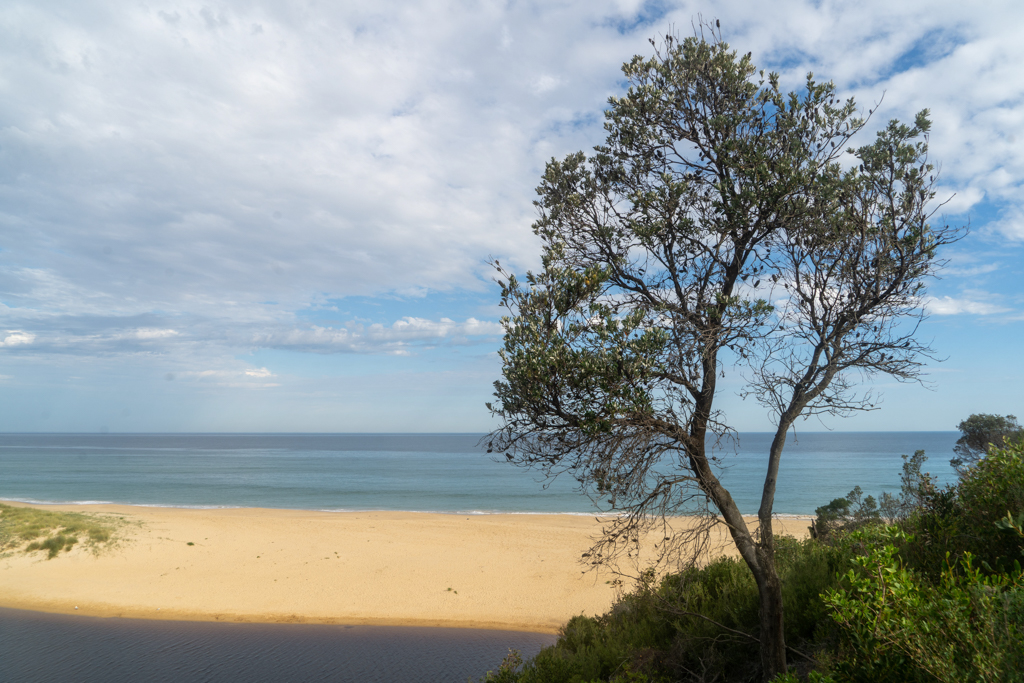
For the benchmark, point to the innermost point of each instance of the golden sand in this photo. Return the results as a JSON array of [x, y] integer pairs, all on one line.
[[499, 571]]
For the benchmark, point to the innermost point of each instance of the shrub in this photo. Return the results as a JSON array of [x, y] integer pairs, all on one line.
[[896, 626]]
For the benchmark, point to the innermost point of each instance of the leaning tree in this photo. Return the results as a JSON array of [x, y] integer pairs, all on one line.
[[723, 227]]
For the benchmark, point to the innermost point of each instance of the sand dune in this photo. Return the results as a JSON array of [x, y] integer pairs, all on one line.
[[507, 570]]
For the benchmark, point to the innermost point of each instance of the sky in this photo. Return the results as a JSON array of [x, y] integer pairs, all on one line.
[[279, 216]]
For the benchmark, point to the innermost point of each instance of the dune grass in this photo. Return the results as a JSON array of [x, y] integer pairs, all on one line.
[[31, 529]]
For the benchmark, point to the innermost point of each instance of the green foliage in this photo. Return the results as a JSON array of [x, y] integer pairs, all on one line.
[[846, 514], [979, 432], [699, 623], [896, 626], [937, 597], [52, 531], [969, 517]]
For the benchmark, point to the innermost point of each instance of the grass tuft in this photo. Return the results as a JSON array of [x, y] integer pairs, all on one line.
[[50, 530]]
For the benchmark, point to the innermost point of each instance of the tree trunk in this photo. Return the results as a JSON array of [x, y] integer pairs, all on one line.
[[772, 632]]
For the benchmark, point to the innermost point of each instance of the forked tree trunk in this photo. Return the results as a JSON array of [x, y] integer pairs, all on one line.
[[772, 632]]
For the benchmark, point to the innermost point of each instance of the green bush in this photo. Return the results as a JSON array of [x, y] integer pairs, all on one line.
[[50, 530], [897, 626]]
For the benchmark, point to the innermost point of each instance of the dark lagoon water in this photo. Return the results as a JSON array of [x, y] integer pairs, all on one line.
[[414, 472], [58, 648]]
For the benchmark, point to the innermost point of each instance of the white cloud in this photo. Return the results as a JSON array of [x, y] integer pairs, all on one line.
[[952, 306], [186, 183], [17, 338], [152, 333], [393, 339]]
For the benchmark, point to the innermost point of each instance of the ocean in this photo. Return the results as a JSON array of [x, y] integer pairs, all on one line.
[[413, 472]]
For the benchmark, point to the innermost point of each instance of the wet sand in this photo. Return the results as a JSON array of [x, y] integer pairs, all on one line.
[[399, 568]]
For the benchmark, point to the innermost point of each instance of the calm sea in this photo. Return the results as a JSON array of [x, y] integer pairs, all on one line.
[[415, 472], [427, 472]]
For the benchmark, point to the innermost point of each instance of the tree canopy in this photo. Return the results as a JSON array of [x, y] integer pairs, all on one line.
[[979, 432], [723, 227]]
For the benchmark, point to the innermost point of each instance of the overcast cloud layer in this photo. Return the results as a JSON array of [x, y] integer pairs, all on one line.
[[278, 216]]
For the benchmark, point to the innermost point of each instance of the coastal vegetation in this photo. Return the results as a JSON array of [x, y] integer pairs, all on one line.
[[726, 230], [927, 587], [29, 529]]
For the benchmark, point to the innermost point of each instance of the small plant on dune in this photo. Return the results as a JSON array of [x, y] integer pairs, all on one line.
[[49, 530]]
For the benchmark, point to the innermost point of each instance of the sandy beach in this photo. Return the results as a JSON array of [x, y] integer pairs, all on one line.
[[492, 571]]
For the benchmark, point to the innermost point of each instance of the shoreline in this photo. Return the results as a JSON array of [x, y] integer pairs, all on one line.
[[516, 571], [91, 504]]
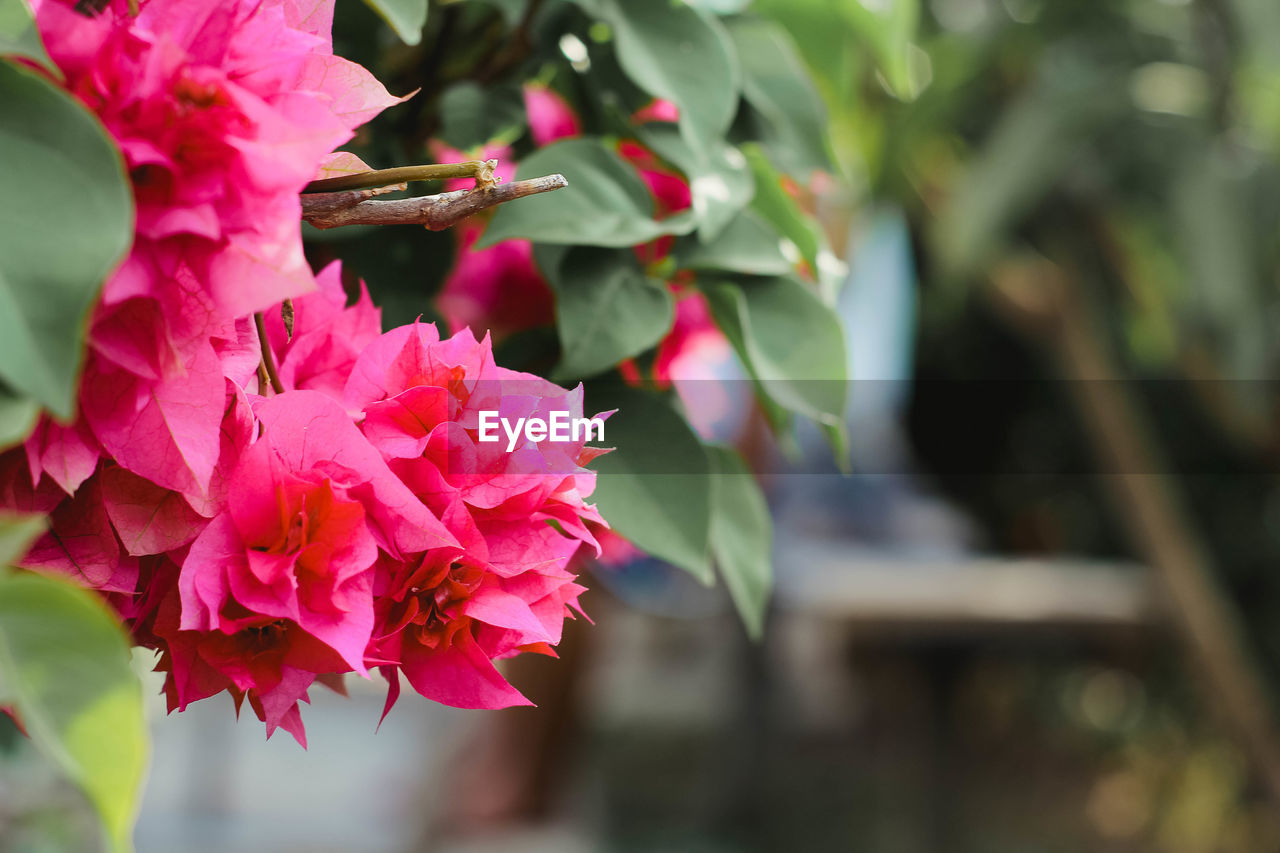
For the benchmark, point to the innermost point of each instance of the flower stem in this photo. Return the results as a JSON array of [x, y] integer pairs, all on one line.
[[479, 169], [268, 359]]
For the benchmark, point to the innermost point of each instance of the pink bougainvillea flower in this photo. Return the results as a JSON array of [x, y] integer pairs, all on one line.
[[327, 336], [498, 288], [81, 544], [68, 455], [270, 661], [223, 112], [307, 510], [520, 515]]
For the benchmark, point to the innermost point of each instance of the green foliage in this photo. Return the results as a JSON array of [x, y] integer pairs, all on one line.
[[777, 87], [720, 179], [1025, 155], [778, 209], [406, 17], [741, 537], [679, 53], [654, 487], [750, 126], [606, 204], [609, 309], [787, 338], [64, 664], [18, 33], [748, 245], [69, 223]]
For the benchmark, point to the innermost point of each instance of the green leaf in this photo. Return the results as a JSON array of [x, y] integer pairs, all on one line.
[[741, 537], [1037, 138], [17, 532], [789, 340], [19, 36], [778, 209], [73, 223], [721, 7], [888, 28], [777, 85], [17, 418], [471, 115], [65, 661], [679, 53], [604, 204], [654, 488], [720, 178], [606, 310], [746, 246], [406, 17]]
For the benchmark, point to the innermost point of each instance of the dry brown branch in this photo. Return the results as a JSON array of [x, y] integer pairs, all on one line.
[[438, 211]]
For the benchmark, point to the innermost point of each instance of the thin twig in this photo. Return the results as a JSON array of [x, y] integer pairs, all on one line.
[[268, 359], [435, 213], [479, 169]]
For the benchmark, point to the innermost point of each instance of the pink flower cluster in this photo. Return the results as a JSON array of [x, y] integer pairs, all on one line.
[[499, 288], [265, 541]]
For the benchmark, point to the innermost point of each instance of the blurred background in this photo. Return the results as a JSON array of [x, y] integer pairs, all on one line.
[[1041, 612]]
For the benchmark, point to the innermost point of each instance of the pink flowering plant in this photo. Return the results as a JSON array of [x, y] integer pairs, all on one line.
[[214, 437]]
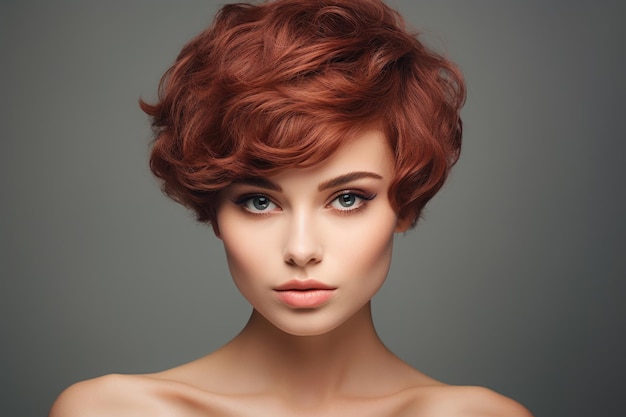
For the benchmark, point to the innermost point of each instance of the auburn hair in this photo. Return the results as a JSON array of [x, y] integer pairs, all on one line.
[[285, 83]]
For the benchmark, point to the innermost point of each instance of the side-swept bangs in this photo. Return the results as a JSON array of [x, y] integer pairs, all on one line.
[[284, 84]]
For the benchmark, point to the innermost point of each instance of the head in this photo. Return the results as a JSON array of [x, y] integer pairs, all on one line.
[[284, 84]]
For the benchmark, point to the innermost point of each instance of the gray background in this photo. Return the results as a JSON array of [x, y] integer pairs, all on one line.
[[514, 279]]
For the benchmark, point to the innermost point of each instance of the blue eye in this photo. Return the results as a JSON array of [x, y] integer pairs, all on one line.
[[257, 204], [350, 201], [347, 200]]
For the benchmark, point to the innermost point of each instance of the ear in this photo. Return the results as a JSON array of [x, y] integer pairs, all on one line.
[[216, 230], [403, 224]]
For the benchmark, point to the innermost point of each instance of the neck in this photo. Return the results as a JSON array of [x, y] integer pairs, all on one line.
[[309, 369]]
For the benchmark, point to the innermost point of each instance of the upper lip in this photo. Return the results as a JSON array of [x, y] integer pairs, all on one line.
[[303, 284]]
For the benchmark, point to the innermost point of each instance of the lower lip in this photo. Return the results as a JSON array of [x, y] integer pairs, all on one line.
[[306, 298]]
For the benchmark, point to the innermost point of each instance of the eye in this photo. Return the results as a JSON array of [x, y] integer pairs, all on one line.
[[347, 201], [256, 203]]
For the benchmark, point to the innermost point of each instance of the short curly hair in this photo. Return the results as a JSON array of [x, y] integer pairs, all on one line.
[[285, 83]]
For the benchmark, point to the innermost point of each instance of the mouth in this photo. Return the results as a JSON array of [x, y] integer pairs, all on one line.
[[303, 285], [304, 293]]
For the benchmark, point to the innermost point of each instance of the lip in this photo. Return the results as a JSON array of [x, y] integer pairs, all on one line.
[[302, 285], [304, 293]]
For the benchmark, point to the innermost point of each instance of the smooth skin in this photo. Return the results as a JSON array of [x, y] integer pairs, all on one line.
[[332, 223]]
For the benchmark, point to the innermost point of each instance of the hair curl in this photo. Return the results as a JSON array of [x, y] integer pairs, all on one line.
[[285, 83]]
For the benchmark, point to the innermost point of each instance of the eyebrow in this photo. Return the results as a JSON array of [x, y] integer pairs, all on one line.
[[261, 183], [347, 178], [331, 183]]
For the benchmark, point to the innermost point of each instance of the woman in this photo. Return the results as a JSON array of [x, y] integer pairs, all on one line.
[[307, 133]]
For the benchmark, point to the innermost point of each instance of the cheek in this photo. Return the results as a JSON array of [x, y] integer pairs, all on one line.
[[369, 248]]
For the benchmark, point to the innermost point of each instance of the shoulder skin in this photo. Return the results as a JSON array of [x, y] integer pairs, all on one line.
[[468, 401]]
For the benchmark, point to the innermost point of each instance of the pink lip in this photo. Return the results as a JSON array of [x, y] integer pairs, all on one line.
[[304, 293]]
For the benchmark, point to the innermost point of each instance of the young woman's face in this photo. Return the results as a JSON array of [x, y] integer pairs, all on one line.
[[310, 247]]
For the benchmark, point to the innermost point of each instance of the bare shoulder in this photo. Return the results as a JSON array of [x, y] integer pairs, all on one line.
[[128, 395], [465, 401]]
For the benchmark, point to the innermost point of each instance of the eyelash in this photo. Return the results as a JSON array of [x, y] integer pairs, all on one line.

*-*-*

To do
Rewrite the entries from the line with "of the overcast" up to and including the line with "[[726, 230], [927, 587], [29, 529]]", changing "coastal vegetation" to "shoreline vegetation" and leaving everything else unchanged.

Correct result
For the benchmark, point to the innermost point of each instance of the overcast cloud layer in this photo. Return the results as a JSON array of [x, y] integer pairs, all on one line.
[[278, 216]]
For the benchmark, point to the innermost point of each instance of the shoreline vegetation in this photo. Return the results as a JSON array of [x, y] integer pairs, all on one line.
[[726, 230], [927, 587], [29, 529]]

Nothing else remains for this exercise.